## WORK REQUIRED
In the material below, find every line containing the string "distant" and return it.

## INFORMATION GIVEN
----
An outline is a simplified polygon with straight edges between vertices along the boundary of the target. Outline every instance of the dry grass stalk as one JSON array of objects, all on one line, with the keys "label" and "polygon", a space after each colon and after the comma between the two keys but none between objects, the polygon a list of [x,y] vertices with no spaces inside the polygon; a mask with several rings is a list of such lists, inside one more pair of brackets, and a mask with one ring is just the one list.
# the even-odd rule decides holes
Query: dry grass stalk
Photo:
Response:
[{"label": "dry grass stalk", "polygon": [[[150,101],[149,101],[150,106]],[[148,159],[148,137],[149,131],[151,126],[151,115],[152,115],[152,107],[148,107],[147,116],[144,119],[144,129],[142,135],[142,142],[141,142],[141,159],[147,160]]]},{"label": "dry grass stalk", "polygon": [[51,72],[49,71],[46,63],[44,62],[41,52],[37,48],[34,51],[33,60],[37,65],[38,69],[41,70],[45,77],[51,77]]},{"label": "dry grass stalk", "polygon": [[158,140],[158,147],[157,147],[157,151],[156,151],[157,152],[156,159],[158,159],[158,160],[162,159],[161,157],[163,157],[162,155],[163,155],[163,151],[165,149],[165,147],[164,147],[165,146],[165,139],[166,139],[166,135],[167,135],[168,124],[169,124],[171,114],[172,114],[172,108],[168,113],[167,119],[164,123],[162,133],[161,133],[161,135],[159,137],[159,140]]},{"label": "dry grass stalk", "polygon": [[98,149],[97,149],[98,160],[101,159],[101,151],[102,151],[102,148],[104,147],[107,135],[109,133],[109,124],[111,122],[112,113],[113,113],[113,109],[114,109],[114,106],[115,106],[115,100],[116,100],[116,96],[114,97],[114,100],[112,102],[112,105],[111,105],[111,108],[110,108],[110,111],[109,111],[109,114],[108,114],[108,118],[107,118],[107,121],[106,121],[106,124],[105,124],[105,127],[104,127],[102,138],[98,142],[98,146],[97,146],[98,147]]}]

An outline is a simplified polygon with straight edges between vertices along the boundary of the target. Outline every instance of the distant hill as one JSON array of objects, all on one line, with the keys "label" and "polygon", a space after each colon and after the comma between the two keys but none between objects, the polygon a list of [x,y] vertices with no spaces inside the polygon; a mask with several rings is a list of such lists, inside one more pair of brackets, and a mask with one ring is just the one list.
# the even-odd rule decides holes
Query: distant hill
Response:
----
## OUTPUT FOR THIS TASK
An outline is a simplified polygon with straight edges between vertices along the boundary of the target. Outline every instance of the distant hill as one JSON array of objects, all on one line, with the keys "label" and "polygon", a space after each colon and after the comma between the two keys but none between objects, the polygon a list of [x,y] vertices with no spaces inside the polygon; a mask with several rings is a list of such lists, inside one more pair of brackets, and a mask with one ring is just the one list.
Query: distant hill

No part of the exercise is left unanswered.